EXERCISE SET:
1. The passage on civil society and SRHR gives examples of the conservative view that has been promoted in the South. List each one it names.
2. Render this sentence from the passage on civil society and SRHR in Spanish: "The cost of providing family planning services, at roughly six billion $US per year, is minimal compared to other emission reduction strategies."
3. Quote the passage on civil society and SRHR word for word, from "In the North, many" to "any significant degree.".

PASSAGE:
--------------------

In addition, the promotion of the more controversial aspects of Sexual and Reproductive Health and Rights (SRHR) has always been initiated by women’s health and rights organizations and networks and other NGOs and civil society organizations (CSOs). In the North, SRHR – and especially the more controversial part of the ICPD agenda – was historically launched by and advocated by courageous and farsighted individuals and non-government entities – and only much later taken up by Governments.
Similarly, in the Global South, it is civil society that must take the lead, but unless strong efforts are made, their voice is likely to not be effective. In developing countries, most CSOs, and especially those who engage in advocacy for and promotion of SRHR issues, do not have easy access to reliable sources of funding and it is particularly difficult for them to raise money to invest in strengthening their own core capacities to influence and monitor the implementation of adequate policies and programmes.
In the North, many smaller CSOs, which have traditionally played a very important role in promoting SRHR and capacity building of South CSOs, have lost their funding or experienced significant reductions in support as donors move towards making larger grants to a small number of large organizations. Although a substantial number of global health (funding) initiatives have been set up, most have been for HIV/AIDS while other aspects of SRHR have been neglected and thus have not benefited to any significant degree.
How would the local and global community benefit from addressing this problem?
While the provision of voluntary family planning services to all who want them is one of the single most effective pathways to improved women’s and children’s health, and access to safe abortion services to all who need them will reduce maternal mortality by 1/3 it is now clear that meeting existing global unmet need for these services would deliver an additional environmental benefit., Empowering the 200 million women worldwide who have an unmet need for family planning to have control over their fertility, would have a significant effect in reducing greenhouse gas emissions through curbing population growth, while simultaneously improving the health and wellbeing of women and children around the world. This could make a large contribution to the estimated 8-15% reductions in emissions needed to avert dangerous climate change. The cost of providing family planning services, at roughly six billion $US per year, is minimal compared to other emission reduction strategies. It is time for family planning to take its place as also being one of the most cost effective strategies for climate change reduction.
Why is it important to help SRHR civil society now?
Since 2000, more conservative forces have advocated strongly against the more progressive SRHR agenda – and heavily influenced and financed governments and NGOs in the South to promote a conservative view such as criminalizing abortion and homosexuality, reducing access to family planning and restricting young, unmarried people’s access to information and services. Even within the EU, the UN and other international fora, this more conservative view, which has made a strong attempt to roll back the agreed ICPD Agenda, is gaining strength. A similar coordinated effort to promote the full agreed ICPD agenda internationally and at country level has not taken place; this now poses a real threat to achieving the MDGs and the ICPD agenda.
The entire global community therefore has a stake in making sure that the analytical work and policy dialogue that will result from these anniversaries renews and strengthens commitment to SRHR.

--------------------

EXCERPTED RECORDS:
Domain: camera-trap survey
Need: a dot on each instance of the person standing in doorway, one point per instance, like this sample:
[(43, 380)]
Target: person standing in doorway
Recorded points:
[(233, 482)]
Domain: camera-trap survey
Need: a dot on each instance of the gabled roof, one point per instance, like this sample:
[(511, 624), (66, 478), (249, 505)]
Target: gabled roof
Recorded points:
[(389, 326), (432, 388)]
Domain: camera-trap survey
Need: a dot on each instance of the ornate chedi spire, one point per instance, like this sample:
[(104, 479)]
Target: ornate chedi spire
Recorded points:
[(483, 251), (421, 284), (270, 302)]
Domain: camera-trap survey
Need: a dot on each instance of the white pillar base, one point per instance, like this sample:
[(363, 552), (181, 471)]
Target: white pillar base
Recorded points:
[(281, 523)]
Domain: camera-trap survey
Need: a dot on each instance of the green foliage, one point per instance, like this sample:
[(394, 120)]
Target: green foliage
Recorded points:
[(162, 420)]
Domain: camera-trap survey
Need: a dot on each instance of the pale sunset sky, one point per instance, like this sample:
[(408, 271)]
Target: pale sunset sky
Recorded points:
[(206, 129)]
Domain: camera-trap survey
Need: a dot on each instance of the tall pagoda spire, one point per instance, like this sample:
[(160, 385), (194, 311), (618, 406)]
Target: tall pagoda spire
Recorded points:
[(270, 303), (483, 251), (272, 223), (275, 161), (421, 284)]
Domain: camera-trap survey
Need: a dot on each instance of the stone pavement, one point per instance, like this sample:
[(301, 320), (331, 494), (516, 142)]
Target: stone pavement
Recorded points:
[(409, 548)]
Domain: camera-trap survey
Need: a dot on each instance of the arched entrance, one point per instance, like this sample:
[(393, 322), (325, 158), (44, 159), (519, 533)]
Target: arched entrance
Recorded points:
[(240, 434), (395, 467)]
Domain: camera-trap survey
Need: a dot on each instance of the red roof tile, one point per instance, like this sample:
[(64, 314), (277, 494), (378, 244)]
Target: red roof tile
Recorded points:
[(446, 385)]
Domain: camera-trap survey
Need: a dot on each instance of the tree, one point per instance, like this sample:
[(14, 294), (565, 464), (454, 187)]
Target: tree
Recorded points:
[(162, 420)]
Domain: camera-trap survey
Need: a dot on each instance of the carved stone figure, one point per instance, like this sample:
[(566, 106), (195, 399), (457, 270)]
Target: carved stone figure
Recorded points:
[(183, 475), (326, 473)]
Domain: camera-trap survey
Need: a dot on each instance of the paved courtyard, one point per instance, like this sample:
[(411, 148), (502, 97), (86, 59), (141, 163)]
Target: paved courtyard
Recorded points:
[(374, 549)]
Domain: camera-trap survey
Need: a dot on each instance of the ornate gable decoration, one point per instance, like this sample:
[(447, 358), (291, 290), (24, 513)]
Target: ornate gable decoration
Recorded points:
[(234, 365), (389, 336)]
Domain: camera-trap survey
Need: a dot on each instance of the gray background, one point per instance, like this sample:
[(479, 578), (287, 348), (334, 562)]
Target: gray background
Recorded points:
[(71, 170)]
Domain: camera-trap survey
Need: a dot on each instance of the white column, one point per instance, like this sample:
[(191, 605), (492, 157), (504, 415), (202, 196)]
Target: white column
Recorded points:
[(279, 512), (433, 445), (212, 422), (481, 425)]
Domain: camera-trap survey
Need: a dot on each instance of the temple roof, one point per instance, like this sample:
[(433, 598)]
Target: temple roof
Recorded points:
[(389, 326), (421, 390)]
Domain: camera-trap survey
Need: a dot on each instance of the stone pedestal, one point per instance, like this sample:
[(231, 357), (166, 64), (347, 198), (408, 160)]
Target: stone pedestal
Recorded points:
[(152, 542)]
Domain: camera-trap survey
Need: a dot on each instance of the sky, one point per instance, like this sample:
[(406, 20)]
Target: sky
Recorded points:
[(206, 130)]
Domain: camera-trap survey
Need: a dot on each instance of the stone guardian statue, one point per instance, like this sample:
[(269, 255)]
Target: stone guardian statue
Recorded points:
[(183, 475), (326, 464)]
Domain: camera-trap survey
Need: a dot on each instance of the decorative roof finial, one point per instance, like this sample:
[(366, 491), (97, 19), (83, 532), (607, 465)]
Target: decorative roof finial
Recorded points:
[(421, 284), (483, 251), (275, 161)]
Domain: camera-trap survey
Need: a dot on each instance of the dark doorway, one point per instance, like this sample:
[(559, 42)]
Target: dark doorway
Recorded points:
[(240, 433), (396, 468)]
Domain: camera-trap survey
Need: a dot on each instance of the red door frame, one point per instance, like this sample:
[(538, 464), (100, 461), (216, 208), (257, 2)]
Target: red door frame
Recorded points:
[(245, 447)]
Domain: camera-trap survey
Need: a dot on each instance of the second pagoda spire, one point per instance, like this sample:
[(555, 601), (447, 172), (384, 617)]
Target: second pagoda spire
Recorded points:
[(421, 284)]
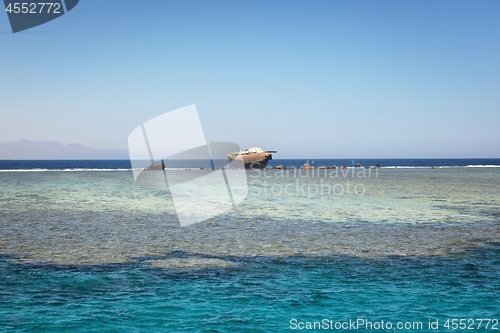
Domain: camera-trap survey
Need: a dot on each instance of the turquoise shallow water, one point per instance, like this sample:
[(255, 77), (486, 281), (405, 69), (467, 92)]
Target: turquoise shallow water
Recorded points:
[(91, 251)]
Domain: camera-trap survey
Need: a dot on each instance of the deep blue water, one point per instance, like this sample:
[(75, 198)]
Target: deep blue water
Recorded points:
[(125, 164)]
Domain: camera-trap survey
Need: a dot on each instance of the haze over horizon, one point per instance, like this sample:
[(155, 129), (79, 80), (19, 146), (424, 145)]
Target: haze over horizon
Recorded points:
[(312, 80)]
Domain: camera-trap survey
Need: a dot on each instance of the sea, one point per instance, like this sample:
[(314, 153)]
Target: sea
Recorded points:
[(412, 246)]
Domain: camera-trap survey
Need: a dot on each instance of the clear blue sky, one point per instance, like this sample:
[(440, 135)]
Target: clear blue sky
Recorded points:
[(331, 79)]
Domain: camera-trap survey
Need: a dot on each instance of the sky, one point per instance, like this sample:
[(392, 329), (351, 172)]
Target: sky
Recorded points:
[(310, 79)]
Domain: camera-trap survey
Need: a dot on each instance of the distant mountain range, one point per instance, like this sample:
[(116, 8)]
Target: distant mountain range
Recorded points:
[(53, 150)]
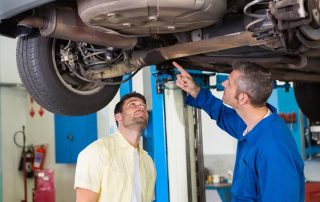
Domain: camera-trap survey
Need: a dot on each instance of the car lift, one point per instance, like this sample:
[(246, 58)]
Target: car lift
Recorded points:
[(180, 175)]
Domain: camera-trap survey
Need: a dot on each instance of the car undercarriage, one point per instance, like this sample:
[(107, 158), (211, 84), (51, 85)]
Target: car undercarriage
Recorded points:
[(71, 55)]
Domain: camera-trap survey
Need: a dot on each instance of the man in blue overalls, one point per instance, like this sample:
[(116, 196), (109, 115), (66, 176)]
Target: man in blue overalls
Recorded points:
[(268, 166)]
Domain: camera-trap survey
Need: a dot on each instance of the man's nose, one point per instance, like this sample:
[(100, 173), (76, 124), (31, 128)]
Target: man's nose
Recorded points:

--------------------

ANSWERS TO THE TASKS:
1.
- Criminalizing abortion
- Criminalizing homosexuality
- Reducing access to family planning
- Restricting young, unmarried people's access to information and services

2. El costo de proporcionar servicios de planificación familiar, de aproximadamente seis mil millones de dólares estadounidenses al año, es mínimo en comparación con otras estrategias de reducción de emisiones.

3.
In the North, many smaller CSOs, which have traditionally played a very important role in promoting SRHR and capacity building of South CSOs, have lost their funding or experienced significant reductions in support as donors move towards making larger grants to a small number of large organizations. Although a substantial number of global health (funding) initiatives have been set up, most have been for HIV/AIDS while other aspects of SRHR have been neglected and thus have not benefited to any significant degree.